## [Exercise text]

The word breathalyzer tends to not have a positive connotation for most college students. But an upcoming similar product, invented by a college freshman, could help those with diabetes.
After three years of research, Elizabeth Ross, a student at Rhodes College in Memphis, has developed technology that can read the level of glucose in a person’s breath, turning the finger pricks most diabetics use to measure their blood-sugar level into a puff.
Ross initially started working on the device through a program in high school that paired her with Winston V. Schoenfeld, an associate professor of optics at the University of Central Florida. As Ross’s mentor for two years, Schoenfeld worked with Ross to develop the idea and ensure she had the needed materials to make her vision a reality. But it was Ross who really took the initiative, Schoenfeld said.
“She is rather independent,” Schoenfeld said. “I was pretty pleased with how far she took the project.”
It was Schoenfeld who gave Ross in the idea of measuring different things with the breath and met with her throughout the process. But it was Ross who went above and beyond what the program called for, which was the doing extra work for the project.
“She was very interested in diabetes,” Schoenfeld said. “You could tell she was very driven because she had a increased interest – it hit home a little bit.”
Ross’s mother has been a diabetic for 20 years and partially inspired her daughter’s research, which included pouring through academic journals, asking questions and working in the lab for several hours a day three days a week. The final result was a procedure for measuring glucose level in the breath – a method that has proved to be as accurate as the current method of testing – a blood test requiring a prick on the finger or arm.
Although a device has yet to be patented, Ross is working to update the future device’s design and create different models.
“My mother was able to come in and test her glucose,” Ross said. “The fact that I have concrete results shows that the future of research is promising.”
The potential solution comes at an opportune time. USA Today recently reported that that International Diabetes Federation predicts that one in 10 adults will have diabetes by 2030. Ross’s mother is one of 25.8 million people in the U.S. with diabetes, according to the American Diabetes Association. Also in the group is Mitch Staley, a student a Brigham Young University who has been living with diabetes for the past four years. Staley said the daily finger pricks have proved to be a hassle.
“After a while you get calluses – you wouldn’t image how big – on the end of your finger,” Staley said. “It gets more painful as time progresses.”
In addition to the pain, there is the issue of having to clean the blood, not always convenient if there is no bathroom around, Staley said, and things such as new needles and testing strips also can becomes expensive. Total direct medical cots for diabetes in the U.S. is about $116 billion according to the American Diabetes Association.
“[The breathalyzer] is a technology I think would be welcomed,” Staley said.

## [Data]
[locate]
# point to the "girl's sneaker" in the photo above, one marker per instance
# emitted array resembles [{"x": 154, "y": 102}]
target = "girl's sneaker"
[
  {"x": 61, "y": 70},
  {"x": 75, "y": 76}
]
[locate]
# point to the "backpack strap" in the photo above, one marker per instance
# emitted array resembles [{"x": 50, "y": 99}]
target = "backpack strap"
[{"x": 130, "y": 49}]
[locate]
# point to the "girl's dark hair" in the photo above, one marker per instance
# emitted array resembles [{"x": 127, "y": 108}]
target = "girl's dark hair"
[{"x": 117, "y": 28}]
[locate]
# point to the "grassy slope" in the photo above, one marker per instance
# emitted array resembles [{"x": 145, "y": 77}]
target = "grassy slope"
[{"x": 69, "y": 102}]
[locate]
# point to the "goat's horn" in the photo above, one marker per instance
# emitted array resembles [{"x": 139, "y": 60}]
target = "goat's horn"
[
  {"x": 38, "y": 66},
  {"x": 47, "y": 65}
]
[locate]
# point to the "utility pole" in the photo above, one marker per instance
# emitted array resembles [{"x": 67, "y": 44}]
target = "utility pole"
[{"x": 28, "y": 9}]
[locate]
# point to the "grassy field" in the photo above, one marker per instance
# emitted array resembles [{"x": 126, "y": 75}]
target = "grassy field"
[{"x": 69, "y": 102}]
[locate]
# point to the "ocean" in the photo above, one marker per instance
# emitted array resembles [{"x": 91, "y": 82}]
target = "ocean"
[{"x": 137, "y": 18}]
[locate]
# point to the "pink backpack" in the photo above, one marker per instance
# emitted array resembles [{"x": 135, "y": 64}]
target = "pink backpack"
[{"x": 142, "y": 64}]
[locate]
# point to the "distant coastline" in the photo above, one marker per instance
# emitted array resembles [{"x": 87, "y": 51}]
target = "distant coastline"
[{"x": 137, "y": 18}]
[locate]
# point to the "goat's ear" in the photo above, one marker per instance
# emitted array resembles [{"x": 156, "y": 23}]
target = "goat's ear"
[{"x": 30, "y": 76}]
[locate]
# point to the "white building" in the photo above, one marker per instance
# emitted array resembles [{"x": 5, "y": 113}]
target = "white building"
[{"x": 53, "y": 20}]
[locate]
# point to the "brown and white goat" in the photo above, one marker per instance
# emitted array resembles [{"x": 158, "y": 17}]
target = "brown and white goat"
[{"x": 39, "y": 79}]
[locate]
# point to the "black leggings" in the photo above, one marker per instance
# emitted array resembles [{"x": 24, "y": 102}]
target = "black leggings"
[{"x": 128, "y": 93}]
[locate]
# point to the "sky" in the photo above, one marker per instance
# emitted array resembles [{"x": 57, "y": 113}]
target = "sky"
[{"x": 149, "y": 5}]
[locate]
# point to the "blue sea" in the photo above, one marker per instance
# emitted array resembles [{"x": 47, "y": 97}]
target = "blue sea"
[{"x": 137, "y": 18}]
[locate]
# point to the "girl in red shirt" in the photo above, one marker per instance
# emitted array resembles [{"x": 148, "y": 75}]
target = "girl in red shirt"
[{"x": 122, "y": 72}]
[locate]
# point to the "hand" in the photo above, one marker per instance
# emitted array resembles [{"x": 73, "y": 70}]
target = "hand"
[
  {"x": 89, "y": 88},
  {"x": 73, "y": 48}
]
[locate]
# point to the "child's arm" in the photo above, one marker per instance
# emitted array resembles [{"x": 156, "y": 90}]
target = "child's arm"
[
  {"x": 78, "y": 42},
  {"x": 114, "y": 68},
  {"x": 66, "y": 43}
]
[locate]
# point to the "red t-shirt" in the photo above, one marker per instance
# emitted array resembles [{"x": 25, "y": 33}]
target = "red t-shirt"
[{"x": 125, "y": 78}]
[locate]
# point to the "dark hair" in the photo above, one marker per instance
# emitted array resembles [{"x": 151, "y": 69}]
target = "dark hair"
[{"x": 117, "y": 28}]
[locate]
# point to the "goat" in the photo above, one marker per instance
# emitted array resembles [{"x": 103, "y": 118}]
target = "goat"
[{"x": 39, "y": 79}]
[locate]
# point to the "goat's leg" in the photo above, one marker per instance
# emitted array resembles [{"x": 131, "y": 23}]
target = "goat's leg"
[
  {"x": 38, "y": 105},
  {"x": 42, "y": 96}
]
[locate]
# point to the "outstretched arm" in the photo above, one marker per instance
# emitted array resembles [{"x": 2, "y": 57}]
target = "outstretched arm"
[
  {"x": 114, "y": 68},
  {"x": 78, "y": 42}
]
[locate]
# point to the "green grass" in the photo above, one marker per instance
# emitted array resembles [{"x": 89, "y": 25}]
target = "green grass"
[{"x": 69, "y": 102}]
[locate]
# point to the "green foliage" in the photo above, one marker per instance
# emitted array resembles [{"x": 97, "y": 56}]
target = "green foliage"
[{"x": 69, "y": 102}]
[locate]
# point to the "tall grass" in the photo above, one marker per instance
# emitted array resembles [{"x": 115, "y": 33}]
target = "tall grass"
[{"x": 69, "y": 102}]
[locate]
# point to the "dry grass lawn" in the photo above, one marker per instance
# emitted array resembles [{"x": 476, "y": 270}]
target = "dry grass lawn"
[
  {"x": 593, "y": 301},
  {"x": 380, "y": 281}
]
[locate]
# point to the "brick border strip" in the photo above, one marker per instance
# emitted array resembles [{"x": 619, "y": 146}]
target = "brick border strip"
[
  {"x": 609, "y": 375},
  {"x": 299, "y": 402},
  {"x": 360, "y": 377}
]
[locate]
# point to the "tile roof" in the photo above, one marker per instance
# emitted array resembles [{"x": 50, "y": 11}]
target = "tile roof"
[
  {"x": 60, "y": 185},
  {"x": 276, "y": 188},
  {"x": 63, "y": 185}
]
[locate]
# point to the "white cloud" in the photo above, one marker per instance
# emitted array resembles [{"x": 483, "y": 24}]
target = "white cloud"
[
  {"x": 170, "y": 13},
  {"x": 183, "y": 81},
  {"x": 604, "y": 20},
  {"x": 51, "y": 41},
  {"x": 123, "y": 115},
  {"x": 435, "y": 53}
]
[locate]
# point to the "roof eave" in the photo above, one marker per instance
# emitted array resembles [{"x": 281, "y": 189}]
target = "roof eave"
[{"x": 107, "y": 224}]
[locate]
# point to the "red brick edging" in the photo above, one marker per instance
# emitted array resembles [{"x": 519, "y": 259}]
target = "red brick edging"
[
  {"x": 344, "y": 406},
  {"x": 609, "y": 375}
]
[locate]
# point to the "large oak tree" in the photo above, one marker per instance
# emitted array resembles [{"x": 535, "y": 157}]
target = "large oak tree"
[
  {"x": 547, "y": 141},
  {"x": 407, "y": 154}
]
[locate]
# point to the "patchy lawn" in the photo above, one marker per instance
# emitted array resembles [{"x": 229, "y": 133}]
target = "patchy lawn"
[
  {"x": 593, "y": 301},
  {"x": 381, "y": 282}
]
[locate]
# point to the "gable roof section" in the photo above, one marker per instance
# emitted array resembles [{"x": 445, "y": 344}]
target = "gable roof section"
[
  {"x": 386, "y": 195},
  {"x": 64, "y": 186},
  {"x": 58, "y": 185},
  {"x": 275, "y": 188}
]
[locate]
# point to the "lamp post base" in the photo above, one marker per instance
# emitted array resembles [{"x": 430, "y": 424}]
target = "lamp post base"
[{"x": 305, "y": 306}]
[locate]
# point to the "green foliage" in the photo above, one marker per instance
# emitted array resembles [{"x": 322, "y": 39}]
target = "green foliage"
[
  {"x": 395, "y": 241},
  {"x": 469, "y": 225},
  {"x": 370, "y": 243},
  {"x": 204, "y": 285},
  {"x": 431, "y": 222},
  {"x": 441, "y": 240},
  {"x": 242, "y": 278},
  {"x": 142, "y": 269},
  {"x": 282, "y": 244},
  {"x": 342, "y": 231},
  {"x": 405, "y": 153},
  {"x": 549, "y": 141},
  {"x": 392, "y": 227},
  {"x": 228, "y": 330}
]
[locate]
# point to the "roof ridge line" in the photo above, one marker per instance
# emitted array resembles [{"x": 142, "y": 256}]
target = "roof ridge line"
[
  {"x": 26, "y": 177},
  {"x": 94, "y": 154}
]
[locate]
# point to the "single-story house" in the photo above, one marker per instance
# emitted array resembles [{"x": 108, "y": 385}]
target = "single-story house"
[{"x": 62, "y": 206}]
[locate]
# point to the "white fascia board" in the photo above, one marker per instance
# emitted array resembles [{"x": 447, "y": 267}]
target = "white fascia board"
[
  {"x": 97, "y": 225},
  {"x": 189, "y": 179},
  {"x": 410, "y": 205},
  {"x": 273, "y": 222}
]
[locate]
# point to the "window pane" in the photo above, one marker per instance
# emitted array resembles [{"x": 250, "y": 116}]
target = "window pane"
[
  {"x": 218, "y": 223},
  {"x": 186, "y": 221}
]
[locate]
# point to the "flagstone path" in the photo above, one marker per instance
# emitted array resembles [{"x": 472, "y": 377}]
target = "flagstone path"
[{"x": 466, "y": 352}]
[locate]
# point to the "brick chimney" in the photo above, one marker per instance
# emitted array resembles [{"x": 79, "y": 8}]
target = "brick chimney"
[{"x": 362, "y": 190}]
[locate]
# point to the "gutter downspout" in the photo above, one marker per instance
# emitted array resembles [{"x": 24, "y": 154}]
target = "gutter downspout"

## [Problem details]
Render this sentence from the article on the breath glucose test into Spanish: "Although a device has yet to be patented, Ross is working to update the future device's design and create different models."

## [Result]
Aunque todavía no se ha patentado ningún dispositivo, Ross está trabajando para actualizar el diseño del futuro dispositivo y crear diferentes modelos.